- [PROBLEM DETAILS]: Report every line of the material below that contains the string "wing", treating uppercase and lowercase as different.

---------- PROVIDED ENTRIES ----------

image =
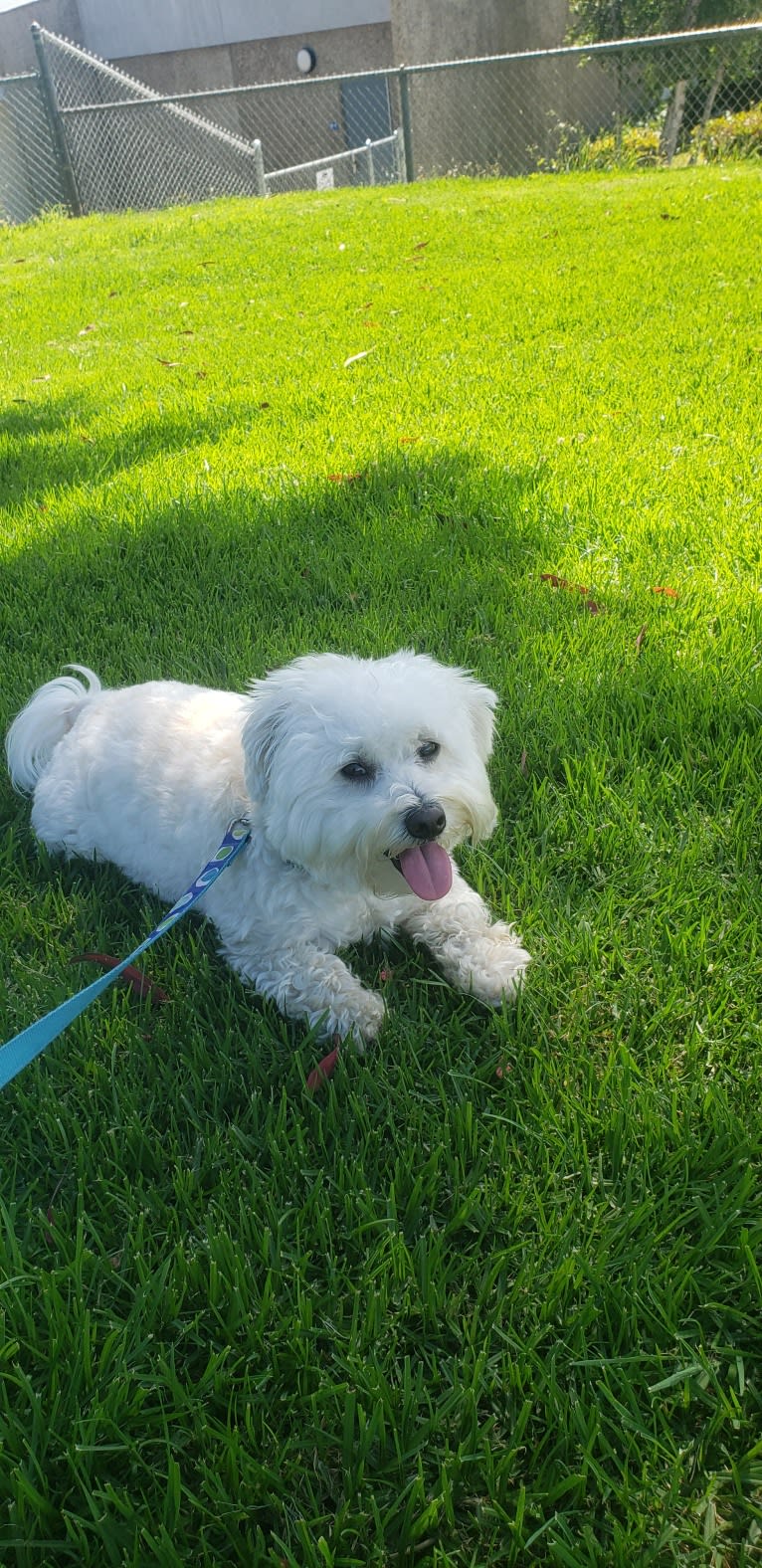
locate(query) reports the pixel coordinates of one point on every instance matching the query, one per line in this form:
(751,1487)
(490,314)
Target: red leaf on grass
(323,1070)
(563,582)
(140,983)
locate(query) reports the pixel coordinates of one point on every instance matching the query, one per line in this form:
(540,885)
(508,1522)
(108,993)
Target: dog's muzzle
(425,822)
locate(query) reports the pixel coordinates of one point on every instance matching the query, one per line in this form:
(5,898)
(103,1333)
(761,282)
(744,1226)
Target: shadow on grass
(225,582)
(49,446)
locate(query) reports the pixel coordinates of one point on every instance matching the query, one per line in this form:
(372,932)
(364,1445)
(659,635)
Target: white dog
(358,778)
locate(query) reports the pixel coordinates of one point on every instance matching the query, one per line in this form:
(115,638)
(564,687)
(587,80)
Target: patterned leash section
(33,1040)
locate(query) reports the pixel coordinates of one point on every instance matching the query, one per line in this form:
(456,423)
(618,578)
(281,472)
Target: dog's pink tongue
(427,869)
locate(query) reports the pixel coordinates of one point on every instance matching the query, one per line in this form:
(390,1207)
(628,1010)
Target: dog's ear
(481,710)
(261,735)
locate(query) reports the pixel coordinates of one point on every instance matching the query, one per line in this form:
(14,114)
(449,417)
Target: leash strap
(29,1045)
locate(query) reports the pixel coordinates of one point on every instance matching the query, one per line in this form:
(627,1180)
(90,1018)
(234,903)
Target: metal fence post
(259,169)
(55,121)
(407,124)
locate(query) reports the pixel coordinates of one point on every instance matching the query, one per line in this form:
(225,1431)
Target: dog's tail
(35,734)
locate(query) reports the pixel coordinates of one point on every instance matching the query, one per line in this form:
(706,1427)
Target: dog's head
(367,772)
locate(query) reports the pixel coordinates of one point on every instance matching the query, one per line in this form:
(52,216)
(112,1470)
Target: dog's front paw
(362,1018)
(497,968)
(489,965)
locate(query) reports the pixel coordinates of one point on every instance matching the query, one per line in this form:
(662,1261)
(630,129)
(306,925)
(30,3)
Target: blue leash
(29,1045)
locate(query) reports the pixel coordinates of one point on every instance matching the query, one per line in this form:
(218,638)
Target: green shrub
(637,147)
(731,135)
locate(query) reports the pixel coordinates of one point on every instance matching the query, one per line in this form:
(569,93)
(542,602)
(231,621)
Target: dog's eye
(358,772)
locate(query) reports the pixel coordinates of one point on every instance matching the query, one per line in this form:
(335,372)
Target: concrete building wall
(141,27)
(425,30)
(337,52)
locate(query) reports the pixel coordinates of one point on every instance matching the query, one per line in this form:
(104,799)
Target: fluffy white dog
(358,778)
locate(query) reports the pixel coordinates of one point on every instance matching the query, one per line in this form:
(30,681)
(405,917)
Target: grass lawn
(494,1297)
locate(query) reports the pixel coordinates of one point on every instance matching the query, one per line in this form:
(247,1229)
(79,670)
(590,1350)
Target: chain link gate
(87,135)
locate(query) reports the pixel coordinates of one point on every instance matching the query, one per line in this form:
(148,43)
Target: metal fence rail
(82,133)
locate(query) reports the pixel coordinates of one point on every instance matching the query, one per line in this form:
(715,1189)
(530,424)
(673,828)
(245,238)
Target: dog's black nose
(425,821)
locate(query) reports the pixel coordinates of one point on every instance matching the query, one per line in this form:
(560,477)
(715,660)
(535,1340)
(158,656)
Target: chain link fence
(29,166)
(87,135)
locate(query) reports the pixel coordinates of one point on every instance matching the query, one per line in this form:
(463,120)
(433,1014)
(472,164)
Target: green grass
(494,1297)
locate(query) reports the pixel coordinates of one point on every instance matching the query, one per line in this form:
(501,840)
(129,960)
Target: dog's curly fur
(358,776)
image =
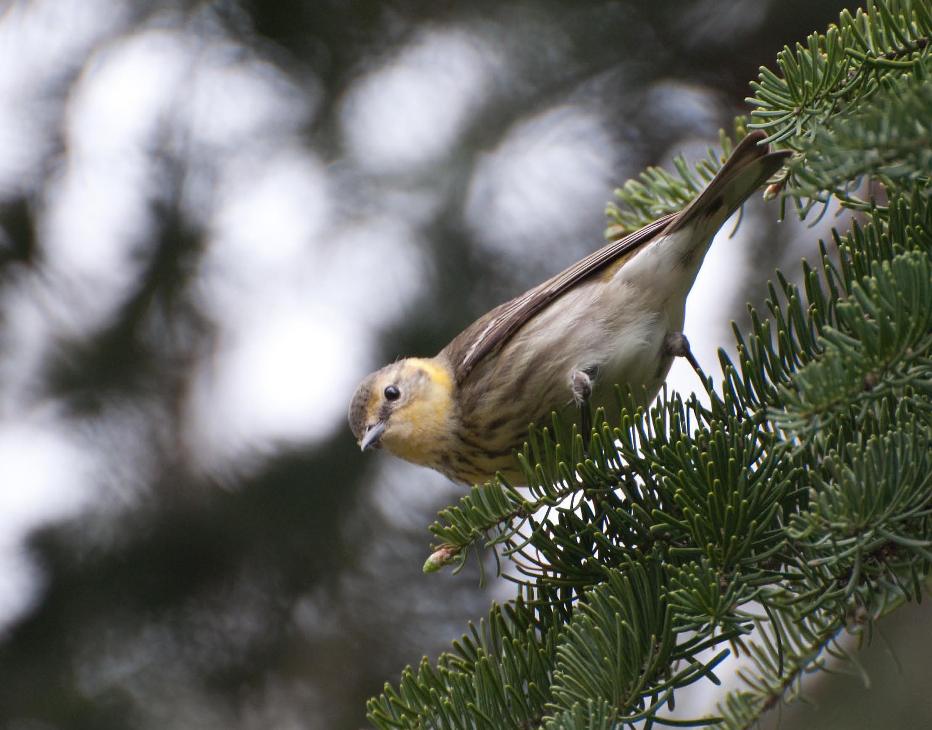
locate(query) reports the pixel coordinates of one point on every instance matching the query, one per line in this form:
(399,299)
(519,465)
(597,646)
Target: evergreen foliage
(795,507)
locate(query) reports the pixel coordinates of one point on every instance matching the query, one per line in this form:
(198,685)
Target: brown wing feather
(489,332)
(748,160)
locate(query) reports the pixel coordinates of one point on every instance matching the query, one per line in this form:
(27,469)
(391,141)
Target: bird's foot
(581,385)
(676,345)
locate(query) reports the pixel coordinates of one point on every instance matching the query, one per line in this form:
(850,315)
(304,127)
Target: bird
(614,317)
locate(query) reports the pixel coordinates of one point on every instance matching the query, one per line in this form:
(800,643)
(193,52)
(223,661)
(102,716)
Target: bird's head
(408,407)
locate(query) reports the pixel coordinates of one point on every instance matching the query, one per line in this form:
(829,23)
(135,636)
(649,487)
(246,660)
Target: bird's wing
(746,169)
(491,331)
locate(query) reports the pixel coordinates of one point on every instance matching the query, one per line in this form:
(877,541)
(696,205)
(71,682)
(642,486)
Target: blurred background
(215,218)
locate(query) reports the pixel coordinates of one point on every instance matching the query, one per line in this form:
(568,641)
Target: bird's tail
(748,167)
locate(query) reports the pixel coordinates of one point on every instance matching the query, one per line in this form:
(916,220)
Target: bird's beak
(371,438)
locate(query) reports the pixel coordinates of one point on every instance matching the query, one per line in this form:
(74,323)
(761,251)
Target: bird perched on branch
(616,316)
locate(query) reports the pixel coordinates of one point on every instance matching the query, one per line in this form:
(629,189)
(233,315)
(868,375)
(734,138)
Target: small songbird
(616,316)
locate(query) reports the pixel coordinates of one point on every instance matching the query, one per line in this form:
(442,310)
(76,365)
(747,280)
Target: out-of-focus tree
(214,217)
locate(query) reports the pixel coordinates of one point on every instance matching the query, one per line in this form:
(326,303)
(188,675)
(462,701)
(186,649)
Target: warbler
(616,316)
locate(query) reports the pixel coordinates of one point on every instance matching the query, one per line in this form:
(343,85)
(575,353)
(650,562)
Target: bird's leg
(676,344)
(581,382)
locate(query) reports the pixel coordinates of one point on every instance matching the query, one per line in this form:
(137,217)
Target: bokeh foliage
(792,508)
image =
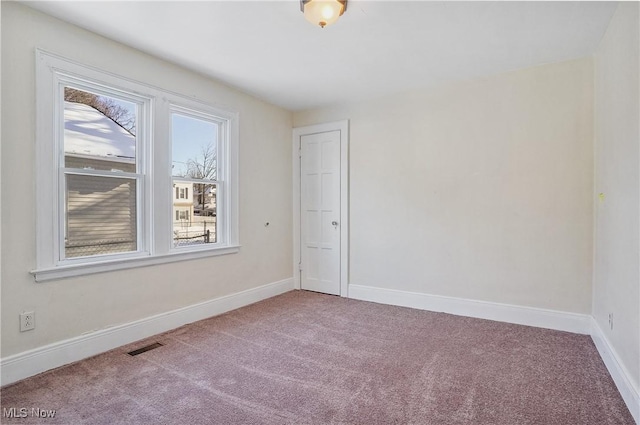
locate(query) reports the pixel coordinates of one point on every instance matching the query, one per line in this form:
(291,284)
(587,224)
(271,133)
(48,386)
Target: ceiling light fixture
(323,12)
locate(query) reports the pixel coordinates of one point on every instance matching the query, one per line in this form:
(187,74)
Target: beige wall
(617,153)
(71,307)
(480,189)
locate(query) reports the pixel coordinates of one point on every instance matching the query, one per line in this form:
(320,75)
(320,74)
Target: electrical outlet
(27,321)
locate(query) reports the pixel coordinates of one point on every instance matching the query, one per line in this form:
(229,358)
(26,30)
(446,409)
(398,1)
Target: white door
(320,212)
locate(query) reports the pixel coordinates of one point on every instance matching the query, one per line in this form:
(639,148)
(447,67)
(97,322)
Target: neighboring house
(182,202)
(101,212)
(204,200)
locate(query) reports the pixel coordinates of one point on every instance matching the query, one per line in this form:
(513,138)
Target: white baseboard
(538,317)
(22,365)
(630,394)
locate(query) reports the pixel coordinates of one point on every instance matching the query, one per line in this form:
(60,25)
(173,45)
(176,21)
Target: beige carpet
(306,358)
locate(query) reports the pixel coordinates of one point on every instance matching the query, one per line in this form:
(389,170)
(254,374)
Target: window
(100,172)
(195,147)
(108,150)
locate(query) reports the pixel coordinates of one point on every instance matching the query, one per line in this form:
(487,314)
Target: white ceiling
(268,49)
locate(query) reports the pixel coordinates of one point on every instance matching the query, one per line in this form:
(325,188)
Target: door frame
(298,132)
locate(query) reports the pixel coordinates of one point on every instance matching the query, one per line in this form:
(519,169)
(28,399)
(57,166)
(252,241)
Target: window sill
(61,272)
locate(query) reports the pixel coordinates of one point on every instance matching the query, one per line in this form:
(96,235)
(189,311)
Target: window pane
(194,147)
(196,217)
(99,132)
(100,215)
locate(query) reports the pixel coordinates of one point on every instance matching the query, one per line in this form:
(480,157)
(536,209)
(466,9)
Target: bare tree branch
(108,107)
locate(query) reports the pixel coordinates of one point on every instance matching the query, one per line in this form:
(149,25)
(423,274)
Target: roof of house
(90,133)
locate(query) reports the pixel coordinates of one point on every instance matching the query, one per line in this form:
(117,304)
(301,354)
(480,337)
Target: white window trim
(155,245)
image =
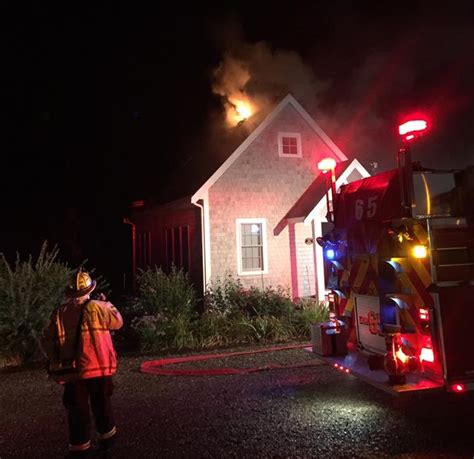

----------

- [EXERCISE RESPONSE]:
Target: brown wing feather
Target: bird's wing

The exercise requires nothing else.